Exercise goal>
Each line of the listing must be transcribed exactly, except for the images, which should be excluded.

++++

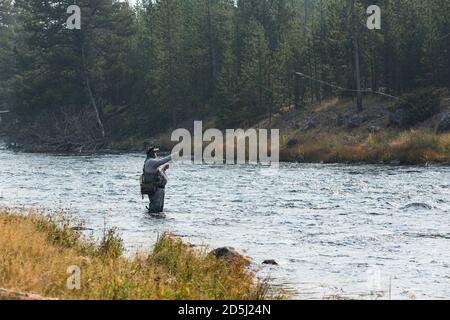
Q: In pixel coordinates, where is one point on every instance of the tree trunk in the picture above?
(212, 48)
(359, 102)
(90, 93)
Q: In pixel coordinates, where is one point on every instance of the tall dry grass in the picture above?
(407, 147)
(36, 251)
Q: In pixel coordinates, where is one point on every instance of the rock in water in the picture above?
(270, 262)
(225, 253)
(418, 206)
(229, 254)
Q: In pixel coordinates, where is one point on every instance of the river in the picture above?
(335, 230)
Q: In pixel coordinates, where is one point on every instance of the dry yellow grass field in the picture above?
(36, 251)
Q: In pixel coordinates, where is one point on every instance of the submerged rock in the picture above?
(418, 206)
(292, 142)
(225, 253)
(270, 262)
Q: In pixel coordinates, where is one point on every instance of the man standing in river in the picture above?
(154, 179)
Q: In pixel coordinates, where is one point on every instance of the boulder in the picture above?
(270, 262)
(226, 253)
(444, 123)
(292, 142)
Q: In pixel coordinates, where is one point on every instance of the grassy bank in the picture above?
(407, 147)
(36, 251)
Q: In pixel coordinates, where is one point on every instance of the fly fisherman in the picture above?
(154, 179)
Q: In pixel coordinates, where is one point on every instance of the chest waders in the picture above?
(154, 186)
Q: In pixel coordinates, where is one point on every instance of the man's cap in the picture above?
(152, 150)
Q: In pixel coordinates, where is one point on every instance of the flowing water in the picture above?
(352, 231)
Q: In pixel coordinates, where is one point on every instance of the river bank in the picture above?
(37, 252)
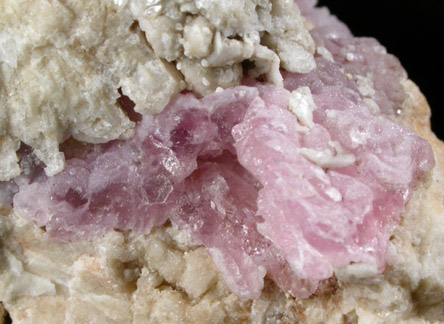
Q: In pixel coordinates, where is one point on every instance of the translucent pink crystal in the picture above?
(230, 170)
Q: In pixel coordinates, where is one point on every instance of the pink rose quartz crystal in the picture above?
(290, 182)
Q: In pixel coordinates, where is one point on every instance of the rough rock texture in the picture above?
(147, 278)
(60, 76)
(166, 278)
(332, 190)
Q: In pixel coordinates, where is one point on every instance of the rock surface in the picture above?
(168, 277)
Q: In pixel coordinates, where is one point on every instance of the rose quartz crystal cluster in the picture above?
(268, 191)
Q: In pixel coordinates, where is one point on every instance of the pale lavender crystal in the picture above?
(322, 219)
(231, 169)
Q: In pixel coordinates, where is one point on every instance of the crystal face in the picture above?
(286, 182)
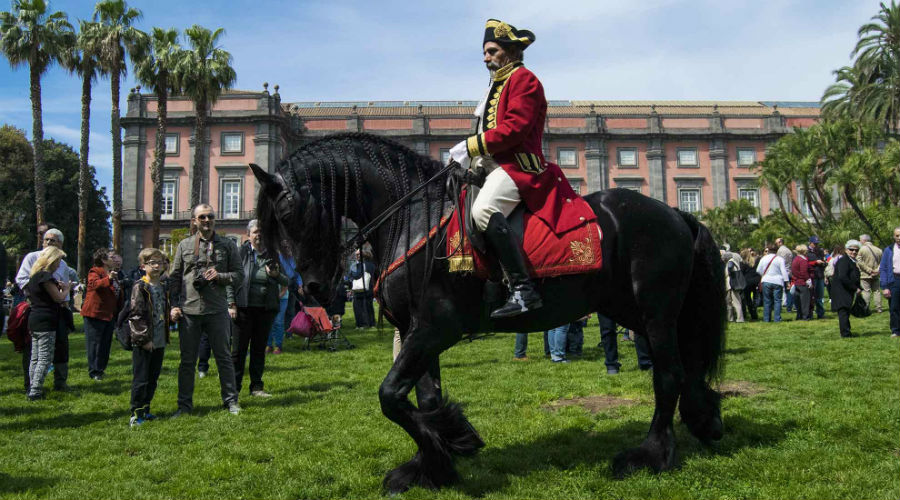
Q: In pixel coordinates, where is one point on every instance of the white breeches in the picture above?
(499, 194)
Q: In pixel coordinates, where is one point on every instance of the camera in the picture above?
(200, 282)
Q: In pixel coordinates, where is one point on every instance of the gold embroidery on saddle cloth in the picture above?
(529, 162)
(582, 252)
(460, 260)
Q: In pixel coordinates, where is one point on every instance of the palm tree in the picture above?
(117, 36)
(154, 68)
(83, 60)
(30, 35)
(870, 89)
(205, 71)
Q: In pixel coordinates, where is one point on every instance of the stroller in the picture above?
(313, 323)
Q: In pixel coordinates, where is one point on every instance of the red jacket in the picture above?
(101, 298)
(800, 270)
(514, 119)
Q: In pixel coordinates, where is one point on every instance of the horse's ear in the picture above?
(267, 181)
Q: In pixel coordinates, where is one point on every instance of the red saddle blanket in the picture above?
(546, 253)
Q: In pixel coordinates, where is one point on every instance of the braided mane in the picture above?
(317, 167)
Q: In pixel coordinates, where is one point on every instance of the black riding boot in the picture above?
(523, 296)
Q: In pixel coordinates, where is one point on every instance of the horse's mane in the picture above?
(318, 163)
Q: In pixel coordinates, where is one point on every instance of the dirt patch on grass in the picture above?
(740, 389)
(593, 404)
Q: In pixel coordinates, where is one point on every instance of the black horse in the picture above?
(662, 277)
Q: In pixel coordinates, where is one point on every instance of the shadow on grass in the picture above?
(492, 470)
(13, 484)
(67, 420)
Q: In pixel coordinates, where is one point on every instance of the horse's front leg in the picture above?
(438, 427)
(657, 452)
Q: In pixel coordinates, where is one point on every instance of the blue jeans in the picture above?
(276, 334)
(557, 339)
(772, 299)
(575, 338)
(522, 345)
(819, 286)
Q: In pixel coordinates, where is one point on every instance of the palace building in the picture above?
(692, 155)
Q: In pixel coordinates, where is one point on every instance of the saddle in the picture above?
(546, 254)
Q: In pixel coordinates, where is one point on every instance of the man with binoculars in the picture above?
(204, 275)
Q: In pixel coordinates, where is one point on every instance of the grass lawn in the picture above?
(807, 415)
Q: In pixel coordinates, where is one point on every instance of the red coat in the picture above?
(515, 122)
(100, 299)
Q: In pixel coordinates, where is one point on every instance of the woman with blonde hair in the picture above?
(47, 297)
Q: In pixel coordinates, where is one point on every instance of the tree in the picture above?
(62, 169)
(154, 66)
(118, 36)
(83, 60)
(30, 35)
(732, 223)
(205, 71)
(870, 89)
(17, 214)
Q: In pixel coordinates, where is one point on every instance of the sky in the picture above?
(332, 50)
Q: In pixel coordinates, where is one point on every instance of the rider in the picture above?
(509, 136)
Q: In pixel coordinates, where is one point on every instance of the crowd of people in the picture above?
(229, 299)
(796, 280)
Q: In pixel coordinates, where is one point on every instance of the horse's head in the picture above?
(291, 217)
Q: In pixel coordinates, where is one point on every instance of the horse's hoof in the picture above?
(635, 459)
(416, 473)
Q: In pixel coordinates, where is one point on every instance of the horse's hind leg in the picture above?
(657, 452)
(699, 405)
(439, 429)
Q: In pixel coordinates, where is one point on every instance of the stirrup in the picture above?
(523, 298)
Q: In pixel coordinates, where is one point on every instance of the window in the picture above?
(566, 157)
(168, 204)
(231, 199)
(804, 203)
(575, 183)
(746, 157)
(689, 200)
(232, 143)
(627, 157)
(165, 244)
(687, 157)
(751, 195)
(172, 144)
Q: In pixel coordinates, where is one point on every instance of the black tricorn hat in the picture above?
(502, 33)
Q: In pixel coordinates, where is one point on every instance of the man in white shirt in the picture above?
(774, 277)
(52, 237)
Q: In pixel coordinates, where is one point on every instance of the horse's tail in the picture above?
(701, 335)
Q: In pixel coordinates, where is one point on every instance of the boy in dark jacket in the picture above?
(149, 325)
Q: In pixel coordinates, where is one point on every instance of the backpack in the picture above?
(736, 277)
(123, 328)
(17, 325)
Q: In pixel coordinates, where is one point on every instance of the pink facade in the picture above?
(449, 123)
(676, 175)
(685, 123)
(624, 123)
(326, 125)
(743, 123)
(387, 124)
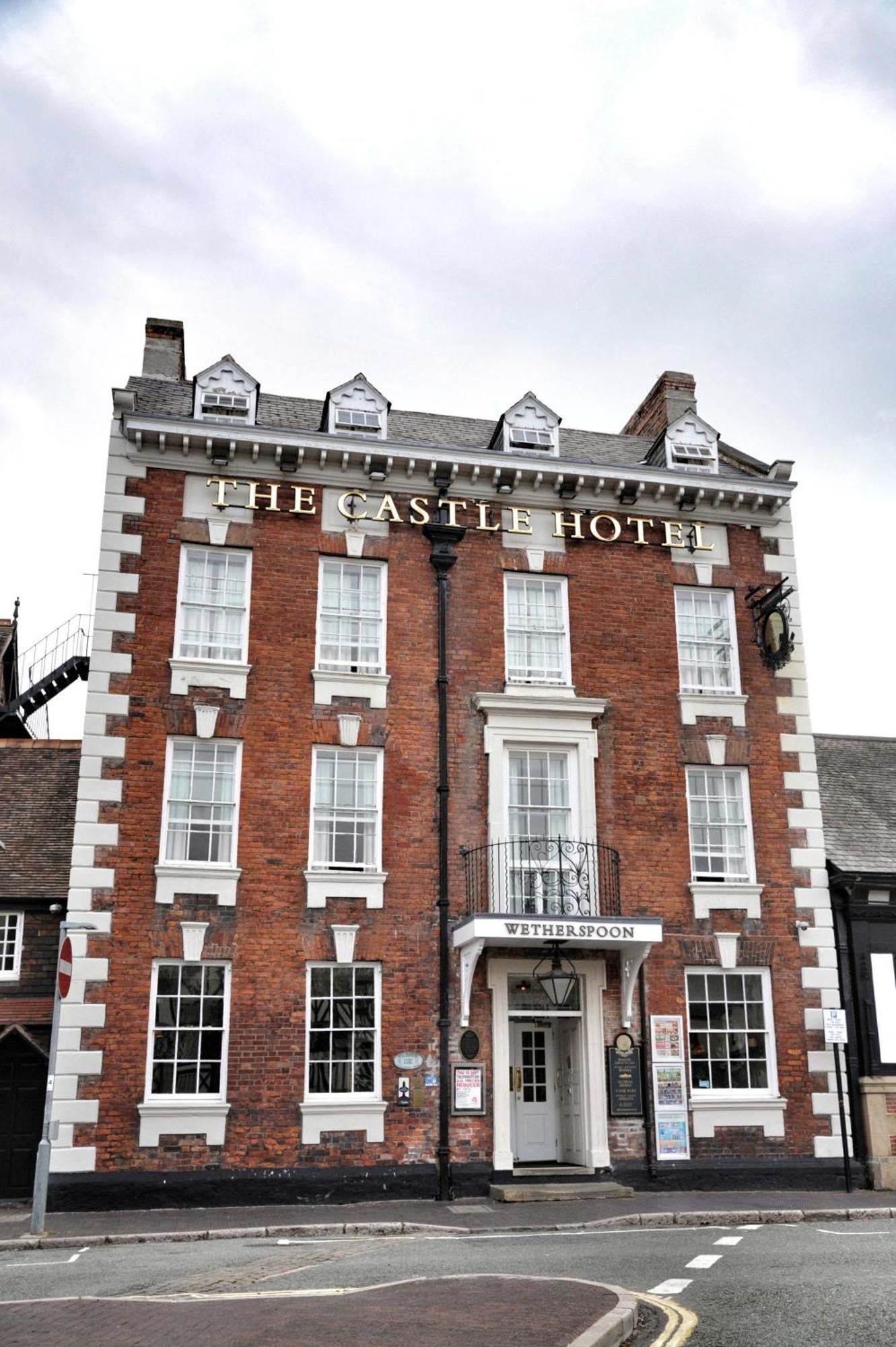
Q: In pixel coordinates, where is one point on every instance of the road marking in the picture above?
(51, 1263)
(509, 1235)
(673, 1287)
(703, 1261)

++++

Full response>
Q: In pixel coordinates, where is one point on every instance of the tree trunk in the picture above?
(212, 48)
(359, 102)
(90, 93)
Q: In pixel coordinates, where is one point on every instance of the tall dry grass in the picture above?
(407, 147)
(36, 251)
Q: In pixel coordinates, where is one point on every instance of the rock in water in the picture above?
(270, 262)
(225, 253)
(418, 206)
(229, 254)
Q: In pixel coordinates, where is one point on every instance of the river in the picture above?
(335, 230)
Q: In pixel coordinates, where is one point on every instance of the dry yellow grass field in the picture above?
(36, 251)
Q: In pixel coordinates, where is one point on every instance of the submerged rock in the picture above?
(418, 206)
(292, 142)
(225, 253)
(270, 262)
Q: In pixel coordinates, where is one point on every instance of the man standing in river in the picture above?
(154, 179)
Q: In pixel coordinates, where is one point on every instance of the boulder in the picture above?
(270, 262)
(226, 253)
(444, 123)
(292, 142)
Q: In pixel coordinates, where is one point on every instance of the grassy bank in the picture above?
(407, 147)
(36, 251)
Q: In pixel coordinates, where is one point on every instance of the fly fisherman in the picture above?
(154, 179)
Q: In pixel coordinates, where is one point on every instance of the chest waders in the picture above?
(154, 186)
Q: In pixel coordinates, where is one point on every instance of the man's cap in the picture above?
(152, 150)
Q: In pixel coordinates, where is one point on every instance of the flowing water in the picture above?
(352, 231)
Q: In pixel coordinates, where is one point on every instance of the river bank in the picture above?
(37, 252)
Q: In pixel coordinates, where is one point on every instance of the translucent pink crystal in the picture above?
(230, 170)
Q: In pixel coordinates, where is one point on every instance of the pink rose quartz crystal in the picture above?
(290, 182)
Q: In pixel coordinates, where is one point on every instance of the rough rock texture in the picture above?
(147, 278)
(60, 76)
(166, 278)
(332, 190)
Q: In pixel coordinates, where is one point on every instance of the rock surface in the picture above?
(168, 277)
Q: In pixel coordinates, where is one point on every instance of the rose quartz crystal cluster in the picture above?
(268, 191)
Q: In pixel coordinates, where is one point on every instance of the pale lavender crystal in the picture above?
(322, 219)
(231, 169)
Q: In pixel coordinates, where is one point on every instance of the crystal face in the picture above?
(286, 182)
Q: In pixel coordinates, where is one point on every instance of the white breeches in the picture above?
(499, 194)
Q: In pixel coordinates, where is one point on every instance of the camera in the picture above?
(200, 282)
Q: In pixel coordinates, where is one point on every instance of the gold embroidery on saddle cloth in the picture above?
(529, 162)
(582, 252)
(460, 260)
Q: In pixel coordinates, where is one point on every instance of the palm tree in the picture above?
(117, 36)
(154, 68)
(83, 60)
(30, 35)
(870, 89)
(205, 71)
Q: In pixel coordinates, where is one point on every instance of the stroller in the picture above?
(313, 323)
Q: In pixel coordinates, where is one point on every instance of the red jacket in the picture above?
(101, 298)
(800, 270)
(514, 119)
Q: In pixel coordinates, where is one point on every instance of the horse's ear in the picture above?
(267, 181)
Q: In pixel coordinates, where is one point on every instance of the red saddle blanket in the picture above?
(546, 253)
Q: In pixel coordinates, where is one point on every instance of the braided mane in the picture above?
(317, 167)
Q: In pixel coordinates, where is one point on every instance of the black riding boot in the picture above?
(523, 296)
Q: In pixel coordinates, where is one point on every instance of the horse's mane in the picture above?
(318, 163)
Q: In pixel coordinates, where is one point on every instance of the dirt patch on grass in the picture above?
(740, 389)
(593, 404)
Q: In pixel coordinates, where is one point on every instance of the black horse in the picture above?
(662, 277)
Q: In pixel coordinates, where is one point on every instance of the shadow on grass in the picture above?
(492, 470)
(13, 484)
(67, 420)
Q: In pixel coordinates, where is one point on every instance of the horse's front leg in the picture above?
(438, 427)
(657, 452)
Q: In pixel coordinates, where is one point on every instance of the blue jeans in the picture above?
(276, 334)
(557, 339)
(772, 299)
(575, 338)
(522, 345)
(819, 286)
Q: In pixel coordinates, where is one point on every instance of the palace building in the picture above?
(692, 155)
Q: In pixel coordinates, where is one point on every instance of the saddle in the picture above?
(546, 254)
Q: In pixel coordinates, where is one point on every instance of the man with binoculars in the picture above?
(204, 275)
Q: In pixel coordinates, where is one point on every instance of the grass lawn in the picture above?
(807, 415)
Q: In pixel coordinates, where is one point on every instance of the red coat in the picture above?
(515, 122)
(100, 299)
Q: In pixel coordinates, where is one point on every instance of the woman with blonde hair in the picture above?
(47, 297)
Q: In pixel coordinates, where is one point on every instance of the tree in the picture above?
(62, 169)
(154, 66)
(118, 36)
(83, 60)
(30, 35)
(732, 223)
(205, 71)
(870, 89)
(17, 214)
Q: In pixel coordinates, where is one point on every instance of the sky in the picture above?
(332, 50)
Q: In pixel coordinates, where is one point on every instance of the rider in the picture above?
(509, 136)
Q: In pixel coordinates, where is one point on every instance of the crowd of people in the picture above?
(229, 299)
(796, 280)
Q: In pixel coordinates, where is one point on every instance of the horse's head in the picture above?
(291, 217)
Q: In pixel coordinates, where is one point on every instance of the horse's hoof in the picture above?
(635, 459)
(416, 473)
Q: In pixel coordinates, where is one point on every instance of the horse's hind leg in the picture above?
(657, 452)
(699, 405)
(439, 429)
Q: In pixel coordinates, where is one point on every instance of the stirrup in the picture above?
(523, 298)
Q: In pixel coordinates, where is one point on every instance of the window in the picture above?
(566, 157)
(168, 204)
(231, 199)
(804, 203)
(575, 183)
(746, 157)
(689, 200)
(232, 143)
(627, 157)
(165, 244)
(687, 157)
(751, 195)
(172, 144)
Q: In pixel coordinates, where is one point on every instance of the black tricorn hat in the picture above?
(502, 33)
Q: In pixel coordinates, where is one point on every instance of the man in white shirt in the picture above?
(774, 277)
(52, 237)
Q: In pixel coordinates, where is one point on every instance of the horse's tail in the picture above?
(701, 335)
Q: In pixel coordinates, where is one point on every instance of the boy in dark jacket in the picture above?
(149, 325)
Q: In pixel coordinates, where is one point on every instance of the backpack in the picture above?
(736, 277)
(123, 328)
(17, 325)
Q: In pixel coordinates, where is one point on every instance of the pink facade in the picture above?
(449, 123)
(676, 175)
(685, 123)
(624, 123)
(326, 125)
(743, 123)
(387, 124)
Q: In pixel coordinates, where is one point on every instance of the road marking in the picture above?
(51, 1263)
(509, 1235)
(673, 1287)
(703, 1261)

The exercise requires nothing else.